* [Task list]:
a - Rewrite the entries from the line containing "Place one point on every instance of the white sign" through the last entry, swapping "white sign" for "white placard" and leaving everything else unchanged.
b - Continue the page on informatics algorithms and big-data processing from the point where it stops.

* [Supplied passage]:
↓

Informatics Algorithms and Big-Data Processing

Informatics is the term commonly used for calculations that are more data-intensive than compute-intensive. Often such calculations are limited by the size of the data sets that can be handled rather than the total amount of raw computation they require. Algorithms for data mining, classificiation, machine learning, and pattern matching can fall in this category.

Informatics is now being performed on Terabyte and even Petabyte data sets on large distributed cloud computing platforms via programming paradigms such as MapReduce, implemented in software packages like Hadoop. With my background in large-scale parallel computing, I'm interested in seeing whether traditional supercomputers can also be used effectively for these kinds of tasks.

To experiement with this, we've written two different software packages.

The first implements MapReduce on top of distributed-memory message passing (MPI). Our open-source software is called the MapReduce-MPI (MR-MPI) library, and can be downloaded here. The doc pages for the library describe the software in more detail.

Collaborators on the MapReduce-MPI library:

Karen Devine, Sandia
Jon Berry, Sandia

The second is a small open-source library that serves as a framework for running streaming calculations in a pipelined fashion, as a set of independent processes passing a continuous stream of data among themselves. The library is called PHISH, for Parallel Harness for Informatic Stream Hashing, because fish swim in a stream. The doc pages for the library describe the software in more detail.

↑

* [Record set]:

↓

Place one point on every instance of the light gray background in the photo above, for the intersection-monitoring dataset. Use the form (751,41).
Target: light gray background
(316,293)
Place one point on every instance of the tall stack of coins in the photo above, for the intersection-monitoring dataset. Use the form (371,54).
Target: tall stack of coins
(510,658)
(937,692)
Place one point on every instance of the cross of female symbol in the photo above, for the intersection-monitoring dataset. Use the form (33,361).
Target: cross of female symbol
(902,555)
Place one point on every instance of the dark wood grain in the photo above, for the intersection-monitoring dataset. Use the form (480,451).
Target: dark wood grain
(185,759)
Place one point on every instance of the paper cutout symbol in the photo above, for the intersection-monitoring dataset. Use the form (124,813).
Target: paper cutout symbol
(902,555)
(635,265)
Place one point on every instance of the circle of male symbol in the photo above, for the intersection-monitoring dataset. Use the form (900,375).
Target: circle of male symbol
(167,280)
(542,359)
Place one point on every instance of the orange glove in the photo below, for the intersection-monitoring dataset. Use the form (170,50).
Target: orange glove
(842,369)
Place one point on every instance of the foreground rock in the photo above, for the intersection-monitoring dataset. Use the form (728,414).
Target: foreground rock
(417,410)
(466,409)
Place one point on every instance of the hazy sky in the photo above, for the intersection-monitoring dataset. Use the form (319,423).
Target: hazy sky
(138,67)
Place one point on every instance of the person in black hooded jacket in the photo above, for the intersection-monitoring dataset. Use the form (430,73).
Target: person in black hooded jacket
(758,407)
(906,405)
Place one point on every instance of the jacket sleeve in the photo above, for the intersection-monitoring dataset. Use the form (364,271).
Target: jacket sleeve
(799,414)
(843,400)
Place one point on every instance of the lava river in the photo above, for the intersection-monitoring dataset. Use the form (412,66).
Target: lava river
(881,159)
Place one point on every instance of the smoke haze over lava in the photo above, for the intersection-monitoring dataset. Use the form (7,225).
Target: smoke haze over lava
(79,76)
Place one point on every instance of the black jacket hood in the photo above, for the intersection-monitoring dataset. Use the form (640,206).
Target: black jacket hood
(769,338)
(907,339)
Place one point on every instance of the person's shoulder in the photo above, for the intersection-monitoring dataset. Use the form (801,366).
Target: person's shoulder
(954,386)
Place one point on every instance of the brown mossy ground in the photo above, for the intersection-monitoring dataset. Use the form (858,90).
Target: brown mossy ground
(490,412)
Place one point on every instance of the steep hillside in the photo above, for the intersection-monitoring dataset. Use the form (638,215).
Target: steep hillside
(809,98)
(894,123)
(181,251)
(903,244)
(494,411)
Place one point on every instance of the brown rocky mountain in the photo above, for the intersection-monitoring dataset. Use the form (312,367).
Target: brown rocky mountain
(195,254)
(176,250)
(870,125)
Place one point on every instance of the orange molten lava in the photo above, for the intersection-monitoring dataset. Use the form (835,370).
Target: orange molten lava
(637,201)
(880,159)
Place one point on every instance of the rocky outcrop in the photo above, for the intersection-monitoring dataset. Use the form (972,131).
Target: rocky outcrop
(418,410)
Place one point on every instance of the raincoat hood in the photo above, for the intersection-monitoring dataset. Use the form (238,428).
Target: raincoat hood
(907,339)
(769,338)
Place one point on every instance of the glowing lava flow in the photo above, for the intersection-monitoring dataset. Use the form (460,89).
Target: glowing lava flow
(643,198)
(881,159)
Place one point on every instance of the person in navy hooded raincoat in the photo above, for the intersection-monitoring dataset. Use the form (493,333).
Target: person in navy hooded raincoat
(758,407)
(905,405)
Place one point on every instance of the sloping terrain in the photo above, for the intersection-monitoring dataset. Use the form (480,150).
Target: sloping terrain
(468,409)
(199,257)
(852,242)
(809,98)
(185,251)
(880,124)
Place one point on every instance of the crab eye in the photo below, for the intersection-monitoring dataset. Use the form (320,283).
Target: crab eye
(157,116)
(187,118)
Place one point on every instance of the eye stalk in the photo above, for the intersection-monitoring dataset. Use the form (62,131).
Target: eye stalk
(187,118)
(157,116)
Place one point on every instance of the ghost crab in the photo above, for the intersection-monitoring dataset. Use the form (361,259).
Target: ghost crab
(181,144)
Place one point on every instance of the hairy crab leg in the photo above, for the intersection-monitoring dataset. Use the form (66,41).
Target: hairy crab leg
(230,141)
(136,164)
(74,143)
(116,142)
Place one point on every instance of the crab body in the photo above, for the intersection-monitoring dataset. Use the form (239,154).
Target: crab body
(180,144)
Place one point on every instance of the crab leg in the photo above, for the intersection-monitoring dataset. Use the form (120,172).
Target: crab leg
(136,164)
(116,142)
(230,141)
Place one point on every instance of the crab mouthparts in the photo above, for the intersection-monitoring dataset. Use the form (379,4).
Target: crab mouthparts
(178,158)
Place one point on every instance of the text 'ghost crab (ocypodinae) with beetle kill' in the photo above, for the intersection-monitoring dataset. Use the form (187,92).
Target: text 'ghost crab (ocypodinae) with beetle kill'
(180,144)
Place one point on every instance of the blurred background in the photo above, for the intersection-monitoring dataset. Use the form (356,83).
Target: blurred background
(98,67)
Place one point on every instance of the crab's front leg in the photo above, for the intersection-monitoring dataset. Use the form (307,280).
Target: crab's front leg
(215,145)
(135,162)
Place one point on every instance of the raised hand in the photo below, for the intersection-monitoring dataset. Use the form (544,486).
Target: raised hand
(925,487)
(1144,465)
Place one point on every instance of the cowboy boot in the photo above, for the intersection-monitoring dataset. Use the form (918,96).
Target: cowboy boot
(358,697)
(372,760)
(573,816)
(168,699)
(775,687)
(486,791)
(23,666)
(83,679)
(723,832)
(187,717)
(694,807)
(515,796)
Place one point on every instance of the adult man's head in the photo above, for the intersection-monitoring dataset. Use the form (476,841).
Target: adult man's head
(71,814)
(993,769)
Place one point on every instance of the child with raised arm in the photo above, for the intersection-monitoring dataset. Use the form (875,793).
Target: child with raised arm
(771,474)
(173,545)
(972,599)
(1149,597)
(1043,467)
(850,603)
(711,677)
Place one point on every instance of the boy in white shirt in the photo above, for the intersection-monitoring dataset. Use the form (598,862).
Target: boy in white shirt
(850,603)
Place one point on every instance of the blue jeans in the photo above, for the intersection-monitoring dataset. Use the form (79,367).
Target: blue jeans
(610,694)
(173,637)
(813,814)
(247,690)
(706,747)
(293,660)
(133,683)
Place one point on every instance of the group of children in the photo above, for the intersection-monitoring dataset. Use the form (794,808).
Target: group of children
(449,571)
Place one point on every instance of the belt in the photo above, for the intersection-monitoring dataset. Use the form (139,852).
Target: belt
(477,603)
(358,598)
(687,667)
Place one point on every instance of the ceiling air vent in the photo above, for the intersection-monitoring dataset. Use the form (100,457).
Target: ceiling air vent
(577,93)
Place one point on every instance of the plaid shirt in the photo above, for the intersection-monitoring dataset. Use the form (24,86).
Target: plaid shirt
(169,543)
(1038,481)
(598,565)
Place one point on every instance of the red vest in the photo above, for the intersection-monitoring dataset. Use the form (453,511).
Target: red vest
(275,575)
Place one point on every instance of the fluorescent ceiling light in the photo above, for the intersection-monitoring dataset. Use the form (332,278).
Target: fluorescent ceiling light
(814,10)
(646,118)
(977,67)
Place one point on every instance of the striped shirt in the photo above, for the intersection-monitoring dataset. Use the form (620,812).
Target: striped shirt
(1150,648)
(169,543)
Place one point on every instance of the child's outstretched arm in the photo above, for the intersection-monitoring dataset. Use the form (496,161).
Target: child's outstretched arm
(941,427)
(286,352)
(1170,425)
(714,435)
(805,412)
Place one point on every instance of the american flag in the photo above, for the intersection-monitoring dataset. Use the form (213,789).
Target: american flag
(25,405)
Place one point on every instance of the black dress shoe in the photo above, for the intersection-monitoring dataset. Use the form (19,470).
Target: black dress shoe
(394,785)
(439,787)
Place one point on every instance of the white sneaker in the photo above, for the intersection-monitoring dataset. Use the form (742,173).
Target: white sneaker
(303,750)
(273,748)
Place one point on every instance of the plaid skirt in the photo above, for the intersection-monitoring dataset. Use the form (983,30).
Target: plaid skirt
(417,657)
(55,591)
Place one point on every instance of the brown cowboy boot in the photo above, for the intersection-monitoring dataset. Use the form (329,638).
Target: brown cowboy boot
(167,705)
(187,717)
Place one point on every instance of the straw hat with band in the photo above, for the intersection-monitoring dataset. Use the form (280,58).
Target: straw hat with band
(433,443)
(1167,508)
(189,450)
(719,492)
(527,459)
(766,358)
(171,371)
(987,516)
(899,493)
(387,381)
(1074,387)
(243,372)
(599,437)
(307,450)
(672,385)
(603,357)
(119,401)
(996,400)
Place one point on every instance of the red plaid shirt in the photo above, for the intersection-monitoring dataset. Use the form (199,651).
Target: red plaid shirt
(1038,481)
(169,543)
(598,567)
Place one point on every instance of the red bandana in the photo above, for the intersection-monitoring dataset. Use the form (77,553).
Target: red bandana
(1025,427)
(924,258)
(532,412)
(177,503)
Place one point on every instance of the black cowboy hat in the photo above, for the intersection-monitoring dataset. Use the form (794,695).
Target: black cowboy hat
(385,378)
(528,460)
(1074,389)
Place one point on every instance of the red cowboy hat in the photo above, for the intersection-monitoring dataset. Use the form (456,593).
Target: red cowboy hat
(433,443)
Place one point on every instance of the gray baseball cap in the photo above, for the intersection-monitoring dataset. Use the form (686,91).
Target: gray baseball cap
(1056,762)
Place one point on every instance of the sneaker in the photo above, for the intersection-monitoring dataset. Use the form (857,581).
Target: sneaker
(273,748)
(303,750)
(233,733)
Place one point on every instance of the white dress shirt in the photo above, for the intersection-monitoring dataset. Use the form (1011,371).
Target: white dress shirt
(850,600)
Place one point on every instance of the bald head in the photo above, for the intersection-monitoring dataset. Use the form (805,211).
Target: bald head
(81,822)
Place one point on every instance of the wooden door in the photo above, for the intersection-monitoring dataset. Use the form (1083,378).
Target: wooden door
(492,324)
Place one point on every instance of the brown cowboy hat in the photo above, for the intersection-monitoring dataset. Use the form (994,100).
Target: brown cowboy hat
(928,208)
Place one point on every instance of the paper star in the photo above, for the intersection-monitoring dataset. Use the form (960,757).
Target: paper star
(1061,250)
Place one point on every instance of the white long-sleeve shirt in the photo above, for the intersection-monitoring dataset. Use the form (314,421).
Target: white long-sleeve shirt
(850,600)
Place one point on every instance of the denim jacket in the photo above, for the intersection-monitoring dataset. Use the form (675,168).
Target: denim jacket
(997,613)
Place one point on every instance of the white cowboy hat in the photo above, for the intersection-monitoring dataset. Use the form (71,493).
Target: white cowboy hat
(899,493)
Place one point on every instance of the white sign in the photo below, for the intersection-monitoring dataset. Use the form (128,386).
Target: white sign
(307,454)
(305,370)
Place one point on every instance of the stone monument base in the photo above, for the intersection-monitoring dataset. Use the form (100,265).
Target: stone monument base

↑

* [Answers given]:
a -
Place one point on every instance of the white placard in the photo below, for the intersection-monitoring dataset. Use the form (128,386).
Target: white placard
(307,454)
(305,370)
Place one point on every instance of the stone monument base in the photo above, for the intersection-monitoring dataset. Use the form (100,265).
Target: stone monument base

b -
Collaborator on the PHISH library:

Tim Shead, Sandia

This paper describes the PHISH library and several streaming graph algorithms.

Streaming data analytics via message passing with application to graph algorithms, S. J. Plimpton and T. Shead, J Parallel and Distributed Computing, 74, 2687-2698 (2014). (abstract)

This paper describes the use of PHISH to identify connected components in a stream of graph edges.

Maintaining connected components for infinite graph streams, J. W. Berry, M. Oster, C. A. Phillips, S. J. Plimpton, T. M Shead, BigMine-13, a KDD13 workshop - 2nd International Workshop on Big Data, Streams and Heterogeneous Source Mining, Chicago, IL, Aug 2013. (abstract)

This paper describes the MR-MPI library and several MapReduce graph algorithms for informatics problems.

MapReduce in MPI for Large-Scale Graph Algorithms, S. J. Plimpton and K. D. Devine, Parallel Computing, 37, 610-632 (2011). (abstract)